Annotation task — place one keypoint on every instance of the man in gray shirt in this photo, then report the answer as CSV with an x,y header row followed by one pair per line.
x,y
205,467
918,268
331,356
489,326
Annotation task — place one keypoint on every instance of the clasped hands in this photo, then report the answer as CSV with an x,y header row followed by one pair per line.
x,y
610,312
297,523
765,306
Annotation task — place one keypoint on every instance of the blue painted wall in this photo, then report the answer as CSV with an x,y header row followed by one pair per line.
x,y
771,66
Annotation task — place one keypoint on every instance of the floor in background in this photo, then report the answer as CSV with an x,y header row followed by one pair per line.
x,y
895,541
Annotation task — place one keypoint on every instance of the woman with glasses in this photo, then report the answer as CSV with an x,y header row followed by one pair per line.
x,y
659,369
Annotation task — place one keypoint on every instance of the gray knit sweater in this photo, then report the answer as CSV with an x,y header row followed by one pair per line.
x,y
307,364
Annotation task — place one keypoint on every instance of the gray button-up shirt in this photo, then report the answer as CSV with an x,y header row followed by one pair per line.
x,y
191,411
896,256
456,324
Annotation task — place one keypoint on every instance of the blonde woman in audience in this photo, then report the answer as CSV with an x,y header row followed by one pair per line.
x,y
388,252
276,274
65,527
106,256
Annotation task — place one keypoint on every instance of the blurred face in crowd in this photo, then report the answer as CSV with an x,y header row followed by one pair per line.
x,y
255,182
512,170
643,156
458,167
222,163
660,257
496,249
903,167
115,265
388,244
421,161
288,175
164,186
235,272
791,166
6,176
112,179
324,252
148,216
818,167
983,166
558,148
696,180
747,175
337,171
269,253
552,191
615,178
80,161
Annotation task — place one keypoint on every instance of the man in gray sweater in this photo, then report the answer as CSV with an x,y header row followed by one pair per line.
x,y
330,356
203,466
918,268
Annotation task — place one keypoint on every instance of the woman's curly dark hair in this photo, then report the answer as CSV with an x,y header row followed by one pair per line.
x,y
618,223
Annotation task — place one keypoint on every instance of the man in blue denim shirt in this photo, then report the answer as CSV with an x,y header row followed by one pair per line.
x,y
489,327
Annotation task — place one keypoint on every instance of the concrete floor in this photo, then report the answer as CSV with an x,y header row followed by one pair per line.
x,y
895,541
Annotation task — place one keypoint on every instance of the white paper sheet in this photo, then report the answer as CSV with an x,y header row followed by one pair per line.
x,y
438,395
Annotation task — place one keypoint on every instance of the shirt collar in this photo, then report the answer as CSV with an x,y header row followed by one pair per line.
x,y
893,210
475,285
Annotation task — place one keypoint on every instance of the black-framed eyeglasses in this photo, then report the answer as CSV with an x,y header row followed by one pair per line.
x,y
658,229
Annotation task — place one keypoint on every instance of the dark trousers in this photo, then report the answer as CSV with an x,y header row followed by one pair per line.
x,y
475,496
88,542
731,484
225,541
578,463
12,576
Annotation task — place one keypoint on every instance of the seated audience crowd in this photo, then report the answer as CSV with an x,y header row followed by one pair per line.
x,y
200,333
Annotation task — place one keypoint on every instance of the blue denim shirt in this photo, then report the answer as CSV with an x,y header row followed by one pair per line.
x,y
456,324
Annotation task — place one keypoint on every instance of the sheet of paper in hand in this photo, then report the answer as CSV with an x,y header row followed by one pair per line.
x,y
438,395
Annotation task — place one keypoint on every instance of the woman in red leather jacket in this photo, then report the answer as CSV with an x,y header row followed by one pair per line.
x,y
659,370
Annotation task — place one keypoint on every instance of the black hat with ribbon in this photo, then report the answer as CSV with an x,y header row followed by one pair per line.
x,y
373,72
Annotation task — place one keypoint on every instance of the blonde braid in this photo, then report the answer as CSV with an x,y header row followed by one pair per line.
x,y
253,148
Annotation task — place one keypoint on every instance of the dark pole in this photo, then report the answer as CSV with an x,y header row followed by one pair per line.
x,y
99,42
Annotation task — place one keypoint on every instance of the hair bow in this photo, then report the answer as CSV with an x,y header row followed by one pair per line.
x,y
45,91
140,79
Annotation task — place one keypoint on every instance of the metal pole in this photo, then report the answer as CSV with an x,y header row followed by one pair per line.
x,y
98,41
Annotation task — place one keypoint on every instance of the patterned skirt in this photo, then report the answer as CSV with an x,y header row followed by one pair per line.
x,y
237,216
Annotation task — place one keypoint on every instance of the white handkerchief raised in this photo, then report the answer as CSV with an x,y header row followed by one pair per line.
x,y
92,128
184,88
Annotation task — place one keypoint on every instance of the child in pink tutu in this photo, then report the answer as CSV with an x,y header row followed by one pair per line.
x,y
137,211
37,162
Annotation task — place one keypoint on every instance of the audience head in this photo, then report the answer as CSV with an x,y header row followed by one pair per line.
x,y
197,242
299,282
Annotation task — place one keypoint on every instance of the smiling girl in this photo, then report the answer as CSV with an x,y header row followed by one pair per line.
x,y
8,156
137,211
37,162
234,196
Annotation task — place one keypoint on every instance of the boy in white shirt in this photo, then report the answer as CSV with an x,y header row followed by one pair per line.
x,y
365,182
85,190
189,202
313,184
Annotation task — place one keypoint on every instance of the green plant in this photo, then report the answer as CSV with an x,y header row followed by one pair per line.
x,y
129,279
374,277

__________________________________________________

◆ Problem requirements ◆
Copy the material above verbatim.

◆ Exercise solution ◆
Annotation task — place one keypoint on every instance of the man in gray shirt in this photo, then report the answer as CSV with an x,y header row followed by one pair per line.
x,y
205,467
918,268
331,356
489,326
Annotation task — place one keypoint on every instance of the clasped hands in this photo, then report the answer as CSV with an x,y header row followed by one pair per line.
x,y
610,312
297,523
765,306
Annotation task — place one keypoint on every instance of the blue painted wall in this photo, then report the answer as CSV with an x,y header row followed by one pair per line.
x,y
771,66
Annotation task — place one keypoint on every instance of the floor in background in this photo, then report the answer as CSV with an x,y header row followed by one pair per line.
x,y
895,541
Annotation task — place one keypoint on every instance of the woman with glasses in this photo, then report the answer as CSV with an x,y header row followed by one pair per line.
x,y
659,369
Annotation task — place one keypoint on every instance of the gray knit sweater in this photo, then report the answer as CSV with an x,y header row followed by one pair per line.
x,y
307,364
Annotation task — place one keypoint on every instance of the gray button-up shirt in this photo, then report the answer as CSV with an x,y header row followed by one pair per line.
x,y
191,411
896,256
456,324
Annotation task — place one keypoint on every instance of the blonde woman in audience in this photo, then report the answer as CSV with an x,y header row followed by one pair per line.
x,y
388,252
276,274
65,527
106,256
Annotation task — place one keypoint on every instance of the blurred face in crowd in this photo, then report the answer as CSV with an x,y header row followed by one pair per line.
x,y
255,182
512,170
643,156
458,167
222,163
660,257
496,249
903,167
115,265
388,244
421,161
288,175
164,186
235,272
791,166
6,176
112,179
324,252
148,216
818,167
983,166
558,148
696,180
747,175
337,171
269,253
552,191
615,178
80,161
Annotation task — place one keypoint on every instance of the man in gray sweater in this photo, then report the answer as CSV with an x,y header row followed by one pair per line.
x,y
330,356
203,466
918,268
Annotation task — place one keypoint on every instance of the woman's curly dark hair in this photo, then report the answer as CSV with an x,y header row followed by one pair per line.
x,y
618,223
Annotation task — place one keypoint on every instance of the man in blue denim shirt in this photo, then report the answer as CSV with an x,y header row followed by one pair per line.
x,y
489,327
Annotation task — place one keypoint on every instance of the concrete floor in this photo, then report the answer as CSV with an x,y header row followed by one pair per line.
x,y
895,541
Annotation task — place one keypoint on every instance of the white paper sheet in this photo, then report the answer as CSV with an x,y header row followed by one pair per line.
x,y
438,395
Annotation task — place one keypoint on every instance of the shirt collar in this photo, then report the answer as CSV with an x,y header row followed by one pair per line.
x,y
893,210
475,285
Annotation task — place one keypoint on every instance of the black-framed eyeglasses in this photo, then report the answer as CSV with an x,y header row followed by one pair per line.
x,y
658,229
Annotation task — place one keypoint on every instance of the dark trousers in this photo, then report the answer as CSV with an x,y header row followed by one pair per line.
x,y
475,496
88,542
731,484
225,541
578,463
12,576
Annotation task — place one keypoint on every instance of the seated audience crowd in this photo, then report the answer as CSV with an x,y header row followed by one pair per line.
x,y
200,333
Annotation task — place one keypoint on every instance of the blue denim shirt in this photo, then report the answer as CSV with an x,y header row followed by one pair per line.
x,y
456,324
Annotation task — place one keypoint on every instance of the sheet of paper in hand in this photo, then report the answer as CSV with an x,y header row followed by one pair per line.
x,y
438,395
Annotation task — place one keypoint on every instance of the woman in red leather jacket in this photo, then report the answer as CSV with an x,y header row followed by one pair per line.
x,y
659,370
Annotation task — place one keypoint on every instance of the black hat with ribbon in this photo, then report the answer as CSV with an x,y header row followed by one pair per line.
x,y
373,72
Annotation task — place one keypoint on every instance of the blonde braid in this photo, then report the answer as CSV with an x,y header row followed by one pair per line.
x,y
253,148
Annotation task — place one keypoint on every instance of the dark pole in this photo, then report the answer as CSV with an x,y header row followed by one pair per line.
x,y
99,42
Annotation task — place one keypoint on every instance of the hair bow in this photo, then report the answer as CSV with an x,y header row followed by one pair per line.
x,y
45,91
140,79
Annotation task — place one keypoint on every instance of the metal pole in this photo, then report the answer as CSV with an x,y header row followed by one pair per line.
x,y
98,41
Annotation task — place one keypoint on every instance of the patterned skirt in this photo, then report the answer as CSV with an x,y header row followed by one pair per line.
x,y
237,216
Annotation task — place one keypoint on every instance of the white handkerchief raised in this photo, then report the answer as CSV with an x,y header row followed by one pair per line.
x,y
92,128
184,88
Annotation task — place one keypoint on every instance of the child in pink tutu in this photo, then report the answer as CSV with an x,y header row followed by one pair per line.
x,y
137,211
37,162
Annotation task — place one keypoint on every instance of the audience head in this photo, then report the answer as CSV with an x,y header row followed by one pair per line.
x,y
197,242
299,282
Annotation task — place one keypoint on every instance of the smiling girl in this photo, then report the answer as CSV with an x,y header row followed by one pair per line.
x,y
8,156
137,211
37,162
234,196
Annotation task — place one keypoint on every instance of the boy in white shirt in this photo, then report the answer as CSV with an x,y header row followed by one pair per line.
x,y
365,182
85,190
189,202
313,184
Annotation task — place one keypoint on every instance of the green plant in this photo, then report the answer as CSV with an x,y header row followed by one pair per line.
x,y
129,279
374,277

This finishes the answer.